**SOURCE EXTRACT:**
++++

Supervised machine learning models can be regarded as empirical models that are even more “assumption free” than traditional statistical models. In contrast to mechanistic models where rules and hypotheses are explicitly and mathematically encoded, and in contrast to statistical models where assumptions of the data distribution are made for specifying the model, machine learning approaches modelling from the flip side: from the data to the insight (Breiman, 2001). Rules are not encoded by a human, but discovered by the machine. Machine learning models learn from patterns in the data for making new predictions, rather than relying on theory and a priori knowledge of the system. In that sense, machine learning follows a new modelling paradigm. The learning aspect in machine learning refers to the automatic search process and the guidance of the model fitting by some feedback signal (loss function) that are employed in machine learning algorithms (see also Chapter 10).

The aspect of “patterns in the data” is key here. Often, these patterns are fuzzy. Rule-based algorithms have a limited capacity for dealing with such problems. Symbolic artificial intelligence is based on rules and underlies, for example, a computer playing chess (Chollet & Allaire, 2018). However, where rules cannot be encoded from the outset, symbolic artificial intelligence has reached its limits. A breakthrough in learning from fuzzy patterns in the data has been enabled by deep learning. Through multiple layers of abstraction of the data, deep learning models identify underlying, abstract, relationships and use them for prediction. Deep learning has been extremely successful in solving problems, e.g., in image classification, speech recognition, or language translation.

++++

**INFORMATION GIVEN:**

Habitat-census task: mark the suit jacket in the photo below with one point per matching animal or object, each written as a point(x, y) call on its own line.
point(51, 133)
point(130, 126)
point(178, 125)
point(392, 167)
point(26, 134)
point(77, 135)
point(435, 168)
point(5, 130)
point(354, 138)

++++

**TASK REQUIREMENTS:**
1) Repeat the machine learning passage word for word, from "The aspect of" up to and including "or language translation.".
2) Write the next part of the machine learning passage, picking up after its final sentence.

**PER-TASK ANSWERS:**
1)
The aspect of “patterns in the data” is key here. Often, these patterns are fuzzy. Rule-based algorithms have a limited capacity for dealing with such problems. Symbolic artificial intelligence is based on rules and underlies, for example, a computer playing chess (Chollet & Allaire, 2018). However, where rules cannot be encoded from the outset, symbolic artificial intelligence has reached its limits. A breakthrough in learning from fuzzy patterns in the data has been enabled by deep learning. Through multiple layers of abstraction of the data, deep learning models identify underlying, abstract, relationships and use them for prediction. Deep learning has been extremely successful in solving problems, e.g., in image classification, speech recognition, or language translation.

2)
However, the abstraction comes at the cost of interpretability. Deep learning models and machine learning models in general are used with an emphasis on prediction and have seen particularly wide adoption in fields where a false prediction has acceptable consequences (An inappropriate book recommendation based on your previous purchases is not grave.) (Knüsel et al., 2019). The model itself remains a black box and its utility for hypothesis testing is limited. This challenge has spurred the field of interpretable machine learning, where solutions are sought for uncovering the black box and probe the model for its trustworthiness.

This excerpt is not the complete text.